Selected excerpt:

Zuboff (1988) further defines talent in terms of the value that the talent

segment brings to satisfy the needs of the customer and the degree of

difficulty to replace the talent. This concept can be extended to segmented

pools of talent by considering their strategic value to the organization and

by their internal or external availability. This approach leads to the

conclusion that given limited resources, the investment in people needs to

be skewed toward the pools of talent that will provide the biggest value to

the enterprise. Although all employees should be developed and engaged

in order to achieve a sustainable organization, some groups of talent

should be identified for additional focus. Therefore, the primary purpose

of talent management is to define which groups and individuals are key to

the organization’s future, and then design and deliver processes,

programs, and tools that grow this talent base.

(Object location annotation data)
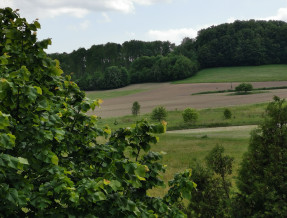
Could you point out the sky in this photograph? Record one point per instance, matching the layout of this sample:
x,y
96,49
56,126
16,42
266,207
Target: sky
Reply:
x,y
74,24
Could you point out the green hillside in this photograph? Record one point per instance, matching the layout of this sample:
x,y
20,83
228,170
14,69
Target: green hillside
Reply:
x,y
239,74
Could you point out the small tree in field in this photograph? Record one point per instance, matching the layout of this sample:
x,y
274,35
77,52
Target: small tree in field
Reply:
x,y
244,88
190,115
227,113
159,113
262,178
136,108
211,197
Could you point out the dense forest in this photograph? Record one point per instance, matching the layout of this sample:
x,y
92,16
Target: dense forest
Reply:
x,y
114,65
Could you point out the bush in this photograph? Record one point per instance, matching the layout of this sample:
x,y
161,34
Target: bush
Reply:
x,y
227,113
136,108
262,176
51,161
190,115
244,87
159,113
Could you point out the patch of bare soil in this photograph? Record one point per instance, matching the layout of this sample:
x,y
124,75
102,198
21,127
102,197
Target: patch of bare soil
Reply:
x,y
178,96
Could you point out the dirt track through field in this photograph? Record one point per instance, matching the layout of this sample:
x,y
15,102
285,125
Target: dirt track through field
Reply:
x,y
178,96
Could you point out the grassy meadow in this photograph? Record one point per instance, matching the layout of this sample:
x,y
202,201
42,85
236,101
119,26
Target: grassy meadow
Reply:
x,y
213,117
111,93
262,73
183,150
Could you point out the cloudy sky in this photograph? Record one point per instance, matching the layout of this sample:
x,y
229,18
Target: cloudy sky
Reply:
x,y
82,23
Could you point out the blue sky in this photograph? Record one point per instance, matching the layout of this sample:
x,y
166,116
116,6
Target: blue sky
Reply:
x,y
82,23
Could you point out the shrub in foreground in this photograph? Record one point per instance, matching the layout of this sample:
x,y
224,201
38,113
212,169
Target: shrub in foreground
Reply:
x,y
51,163
159,113
244,88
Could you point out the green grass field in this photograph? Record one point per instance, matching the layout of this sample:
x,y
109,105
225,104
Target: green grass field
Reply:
x,y
182,150
241,115
239,74
111,93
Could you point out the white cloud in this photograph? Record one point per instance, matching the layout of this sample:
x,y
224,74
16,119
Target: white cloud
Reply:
x,y
6,3
77,8
281,15
105,18
80,26
172,35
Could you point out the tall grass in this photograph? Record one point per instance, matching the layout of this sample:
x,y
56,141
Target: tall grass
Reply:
x,y
182,150
239,74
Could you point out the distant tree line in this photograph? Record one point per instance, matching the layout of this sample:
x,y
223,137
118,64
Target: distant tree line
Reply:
x,y
115,65
243,43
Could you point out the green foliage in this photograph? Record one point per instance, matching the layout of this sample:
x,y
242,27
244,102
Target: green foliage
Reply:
x,y
211,199
52,160
208,200
227,113
113,77
242,43
136,108
190,115
159,113
221,165
244,88
262,177
274,72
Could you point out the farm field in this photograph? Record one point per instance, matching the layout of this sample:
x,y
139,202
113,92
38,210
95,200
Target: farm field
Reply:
x,y
239,74
185,147
211,117
179,97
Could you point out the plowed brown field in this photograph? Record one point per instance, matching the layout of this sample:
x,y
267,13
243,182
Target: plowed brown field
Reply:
x,y
178,96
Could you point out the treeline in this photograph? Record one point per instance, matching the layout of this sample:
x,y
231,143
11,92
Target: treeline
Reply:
x,y
115,65
243,43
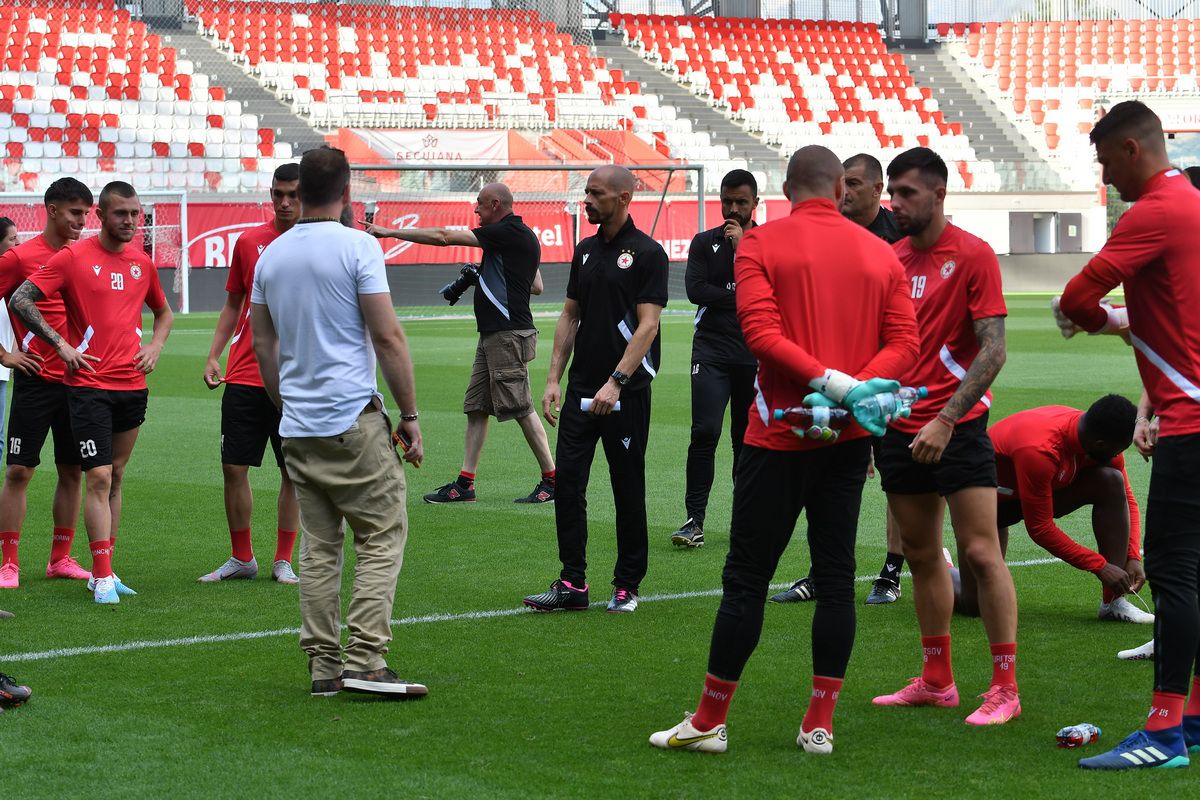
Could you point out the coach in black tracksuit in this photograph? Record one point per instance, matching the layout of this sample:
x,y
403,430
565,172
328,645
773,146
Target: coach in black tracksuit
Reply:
x,y
723,370
615,296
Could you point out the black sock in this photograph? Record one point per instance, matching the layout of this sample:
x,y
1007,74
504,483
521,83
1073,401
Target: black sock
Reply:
x,y
892,565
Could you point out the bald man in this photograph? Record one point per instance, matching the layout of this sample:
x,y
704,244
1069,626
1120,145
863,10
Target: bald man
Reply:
x,y
508,340
817,294
610,322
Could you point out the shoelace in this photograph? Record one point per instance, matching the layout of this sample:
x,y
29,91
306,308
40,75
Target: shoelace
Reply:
x,y
994,698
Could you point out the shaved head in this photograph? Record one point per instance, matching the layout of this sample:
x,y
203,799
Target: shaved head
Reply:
x,y
618,179
814,172
498,192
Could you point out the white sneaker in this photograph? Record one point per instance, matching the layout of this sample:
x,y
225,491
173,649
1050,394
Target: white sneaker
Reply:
x,y
687,737
105,590
1145,653
1122,611
232,570
819,740
282,572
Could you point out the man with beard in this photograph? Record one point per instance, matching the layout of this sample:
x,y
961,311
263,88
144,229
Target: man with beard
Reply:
x,y
615,298
941,455
723,368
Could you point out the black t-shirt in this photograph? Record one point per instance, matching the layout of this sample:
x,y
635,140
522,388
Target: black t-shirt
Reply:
x,y
511,254
885,227
711,286
609,280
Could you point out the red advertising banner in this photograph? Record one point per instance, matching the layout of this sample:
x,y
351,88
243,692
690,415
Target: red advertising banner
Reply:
x,y
215,227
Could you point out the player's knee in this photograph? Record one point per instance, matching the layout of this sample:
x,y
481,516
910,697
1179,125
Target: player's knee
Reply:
x,y
18,475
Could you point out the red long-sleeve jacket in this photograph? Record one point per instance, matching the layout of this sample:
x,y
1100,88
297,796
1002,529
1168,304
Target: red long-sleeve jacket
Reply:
x,y
817,292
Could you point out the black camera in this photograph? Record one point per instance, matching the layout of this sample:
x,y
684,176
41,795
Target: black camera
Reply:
x,y
468,276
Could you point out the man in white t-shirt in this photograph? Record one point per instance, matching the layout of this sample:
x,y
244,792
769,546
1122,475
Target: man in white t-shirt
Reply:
x,y
319,302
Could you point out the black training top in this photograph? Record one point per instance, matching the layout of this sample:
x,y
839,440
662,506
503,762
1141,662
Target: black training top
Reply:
x,y
511,254
711,286
885,227
609,280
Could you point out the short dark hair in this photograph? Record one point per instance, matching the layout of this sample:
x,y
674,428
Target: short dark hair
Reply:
x,y
324,175
924,161
66,190
1132,119
1193,174
1111,417
736,178
873,169
120,188
287,173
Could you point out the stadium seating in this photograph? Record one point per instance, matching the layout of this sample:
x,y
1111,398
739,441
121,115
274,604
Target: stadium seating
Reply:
x,y
793,82
1050,77
88,91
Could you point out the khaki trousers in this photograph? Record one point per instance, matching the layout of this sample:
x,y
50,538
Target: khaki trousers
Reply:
x,y
355,476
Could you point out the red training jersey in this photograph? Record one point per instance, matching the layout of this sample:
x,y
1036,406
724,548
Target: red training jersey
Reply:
x,y
243,365
1155,250
816,290
1038,452
103,294
953,283
18,264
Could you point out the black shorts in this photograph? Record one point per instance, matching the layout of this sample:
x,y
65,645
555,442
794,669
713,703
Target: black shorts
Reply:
x,y
969,461
37,408
249,419
96,414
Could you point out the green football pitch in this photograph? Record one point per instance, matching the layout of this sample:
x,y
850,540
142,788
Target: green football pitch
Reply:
x,y
192,690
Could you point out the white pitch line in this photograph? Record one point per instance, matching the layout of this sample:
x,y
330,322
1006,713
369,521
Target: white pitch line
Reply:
x,y
217,638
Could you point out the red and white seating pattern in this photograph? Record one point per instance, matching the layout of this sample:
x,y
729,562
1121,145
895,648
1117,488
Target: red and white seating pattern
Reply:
x,y
359,66
801,82
1048,76
89,92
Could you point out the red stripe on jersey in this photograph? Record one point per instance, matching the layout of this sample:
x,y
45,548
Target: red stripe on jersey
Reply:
x,y
1155,251
18,264
952,284
1037,453
817,292
243,365
103,294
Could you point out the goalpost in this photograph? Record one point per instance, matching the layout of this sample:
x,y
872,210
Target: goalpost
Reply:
x,y
669,205
161,232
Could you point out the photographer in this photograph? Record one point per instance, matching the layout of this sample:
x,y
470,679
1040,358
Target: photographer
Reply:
x,y
499,379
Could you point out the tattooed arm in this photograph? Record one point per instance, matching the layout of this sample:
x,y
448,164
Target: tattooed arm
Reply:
x,y
931,440
23,304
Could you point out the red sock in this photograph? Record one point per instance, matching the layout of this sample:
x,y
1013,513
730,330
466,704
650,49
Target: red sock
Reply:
x,y
937,671
9,541
1193,709
714,703
243,549
101,559
822,703
1165,711
60,547
285,540
1003,665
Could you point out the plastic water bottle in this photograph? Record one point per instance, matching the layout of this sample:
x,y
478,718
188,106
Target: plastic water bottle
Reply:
x,y
889,404
1078,735
817,422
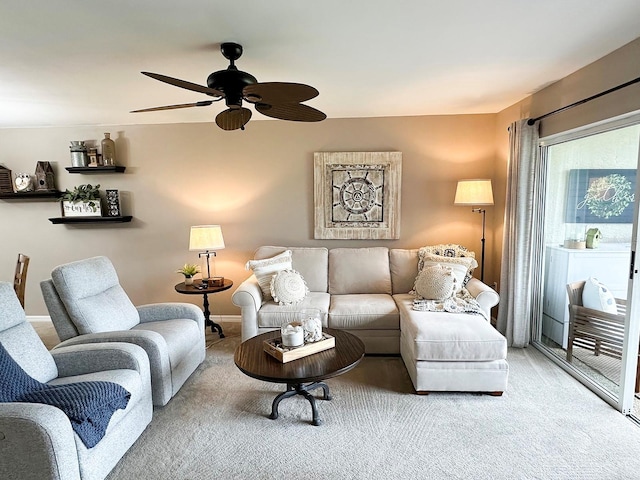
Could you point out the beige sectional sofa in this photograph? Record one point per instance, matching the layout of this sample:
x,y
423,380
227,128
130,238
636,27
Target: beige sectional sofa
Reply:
x,y
365,291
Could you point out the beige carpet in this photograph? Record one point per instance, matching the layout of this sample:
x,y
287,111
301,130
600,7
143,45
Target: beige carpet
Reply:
x,y
546,426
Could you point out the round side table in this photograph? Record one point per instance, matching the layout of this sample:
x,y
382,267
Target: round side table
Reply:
x,y
198,289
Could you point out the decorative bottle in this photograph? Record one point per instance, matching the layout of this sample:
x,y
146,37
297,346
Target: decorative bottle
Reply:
x,y
108,150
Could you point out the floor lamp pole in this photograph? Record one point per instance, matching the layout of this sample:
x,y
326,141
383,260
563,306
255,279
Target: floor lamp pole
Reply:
x,y
483,212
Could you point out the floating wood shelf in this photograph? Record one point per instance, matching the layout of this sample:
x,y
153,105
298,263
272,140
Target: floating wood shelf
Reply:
x,y
107,169
85,220
42,195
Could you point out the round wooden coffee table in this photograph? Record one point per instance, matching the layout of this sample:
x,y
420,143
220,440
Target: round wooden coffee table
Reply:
x,y
301,375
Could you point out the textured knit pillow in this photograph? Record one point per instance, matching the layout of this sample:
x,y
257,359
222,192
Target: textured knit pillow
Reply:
x,y
436,282
288,287
461,266
266,268
450,250
597,296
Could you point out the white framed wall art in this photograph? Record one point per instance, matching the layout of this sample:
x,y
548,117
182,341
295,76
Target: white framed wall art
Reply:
x,y
357,195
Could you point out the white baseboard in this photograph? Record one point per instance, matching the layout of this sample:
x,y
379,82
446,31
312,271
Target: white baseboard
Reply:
x,y
39,318
223,318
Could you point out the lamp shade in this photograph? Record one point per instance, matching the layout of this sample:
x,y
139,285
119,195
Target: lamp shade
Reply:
x,y
206,237
474,192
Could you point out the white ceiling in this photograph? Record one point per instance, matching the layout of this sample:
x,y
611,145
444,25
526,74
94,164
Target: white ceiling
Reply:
x,y
70,62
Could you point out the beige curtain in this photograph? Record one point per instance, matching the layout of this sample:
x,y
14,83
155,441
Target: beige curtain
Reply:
x,y
520,233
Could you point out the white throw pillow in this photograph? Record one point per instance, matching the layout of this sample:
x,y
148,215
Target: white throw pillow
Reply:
x,y
288,287
266,268
436,282
597,296
461,266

Exercise set:
A - In the talent management excerpt, what is the main purpose of talent management?
B - Based on the talent management excerpt, answer yes or no to each statement, quoting the words from the excerpt that decide it:
(i) Zuboff defines talent partly by how hard it is to replace.
(ii) Only some employees should be developed and engaged.
(iii) With limited resources, investment in people should be spread evenly across all talent pools.

Responses by task:
A - To define which groups and individuals are key to the organization's future, then design and deliver processes, programs, and tools that grow this talent base.

B -
(i) Yes: "the degree of difficulty to replace the talent"
(ii) No: "all employees should be developed and engaged"
(iii) No: "the investment in people needs to be skewed toward the pools of talent that will provide the biggest value to the enterprise"